TEXT:
International Men’s Day: Supporting Male Employee’s In The Workplace
Monday the 19th of November marks International Men’s Day. Celebrating worldwide the positive value men bring to the world, their families and communities. Such a day is used to highlight positive role models and raise awareness of men’s well-being. Too often issues that surround men are shrugged off, mocking that every day is Men’s Day, when in reality men are far less likely to talk than women. Men can find it difficult to talk about how they are feeling which can have a serious impact on their mental health and wellbeing.
The link between physical and mental health is particularly strong in men. Oregon state University did a study that found people who suffer from a physical health issue are more likely to seek mental health care. The connection between physical and mental health can have an influence on one and other, for example a person who suffers with depression can trigger a physical issue such as stroke or diabetes. As exercise is a natural mood booster and improves both physical and mental health, this is an excellent way to improve overall health.

STUDY MATERIAL:
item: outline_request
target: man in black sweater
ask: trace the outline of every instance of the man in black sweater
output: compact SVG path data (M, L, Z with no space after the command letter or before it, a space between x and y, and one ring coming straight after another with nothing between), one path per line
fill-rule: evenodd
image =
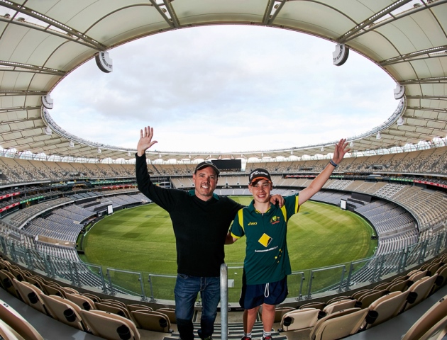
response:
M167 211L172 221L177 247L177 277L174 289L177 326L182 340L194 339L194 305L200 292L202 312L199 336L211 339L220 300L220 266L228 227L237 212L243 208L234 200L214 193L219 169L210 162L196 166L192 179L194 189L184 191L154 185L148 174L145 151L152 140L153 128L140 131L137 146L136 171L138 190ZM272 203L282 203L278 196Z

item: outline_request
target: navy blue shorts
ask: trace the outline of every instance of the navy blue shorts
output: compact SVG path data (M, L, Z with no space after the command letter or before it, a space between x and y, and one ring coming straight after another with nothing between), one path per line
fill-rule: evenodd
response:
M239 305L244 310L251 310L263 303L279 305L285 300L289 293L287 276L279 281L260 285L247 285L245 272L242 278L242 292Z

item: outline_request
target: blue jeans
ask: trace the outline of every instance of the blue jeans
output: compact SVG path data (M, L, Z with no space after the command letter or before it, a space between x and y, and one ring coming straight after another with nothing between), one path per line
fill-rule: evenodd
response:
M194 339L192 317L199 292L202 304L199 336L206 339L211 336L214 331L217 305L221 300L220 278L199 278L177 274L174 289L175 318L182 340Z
==
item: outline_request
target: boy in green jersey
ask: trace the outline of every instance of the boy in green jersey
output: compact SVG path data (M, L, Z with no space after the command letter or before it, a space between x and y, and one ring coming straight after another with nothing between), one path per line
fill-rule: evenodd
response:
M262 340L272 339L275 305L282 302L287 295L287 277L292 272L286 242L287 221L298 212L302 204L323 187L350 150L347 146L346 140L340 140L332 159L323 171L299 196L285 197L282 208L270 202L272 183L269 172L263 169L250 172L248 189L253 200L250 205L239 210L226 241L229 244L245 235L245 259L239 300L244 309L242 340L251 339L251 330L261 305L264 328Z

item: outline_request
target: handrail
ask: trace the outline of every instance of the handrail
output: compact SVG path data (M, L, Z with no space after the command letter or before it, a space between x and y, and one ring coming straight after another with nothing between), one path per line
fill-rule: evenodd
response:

ACTIVITY A: In the text on International Men's Day, what did the Oregon State University study find?
ACTIVITY B: Continue the text on International Men's Day and men's well-being from its last sentence.

ANSWER SPACE A: People who suffer from a physical health issue are more likely to seek mental health care.

ANSWER SPACE B:
Keep in mind some statics surrounding men’s wellness when approaching your employee’s wellness scheme:
• Men live on average 5 years less than women
• Men who climb 20 stairs can lower the risk of a heart attack by 50%
• Inactive men are 60% more likely to suffer from depression then active men
• Men are less likely to go to the doctor
• 3 in 4 suicides are accounted by men
Although your male employees may appear fine from the outset all may not be as it looks. Taking note of your employees will help their wellness and overall health. Looking at statics surrounding men in our country, a simple pint on a Friday is simply not enough. To look after your employee wellness a deeper approach is needed. By helping them understand what it really means to be actively looking after their own overall wellbeing.
Ways to help your male employee’s wellbeing:
1. Introduce open lines of communication
By opening lines of communication and removing the gap between managers and employees, this will encourage your employees to talk and make them aware that speaking about there mental health is no longer a taboo subject.
2. Encourage health checks
Men are far less likely to go to the doctor as a preventative and therefore when they do there is more likely going to be a serious condition. By providing regular health checks in the workplace, this will hopefully encourage men to go and result in absenteeism days reducing within your company.
3. Incorporate fitness into your workplace.
Introduce a fitness regime into your workplace, be it football Friday or a walk to work scheme. By increasing employee fitness, mental and physical will see an increase.
Looking at the wellbeing of men, it is important to look at the physical as well as mental health. In comparison to women, men live a shorter life and are more likely to suffer from certain illnesses. This is partly biological and partly down to the approach men view of their own wellbeing. The effects of living a healthier lifestyle can be echoed throughout overall health. By encouraging employee wellbeing, a positive effect will be seen throughout both the atmosphere of your workforce and their engagement.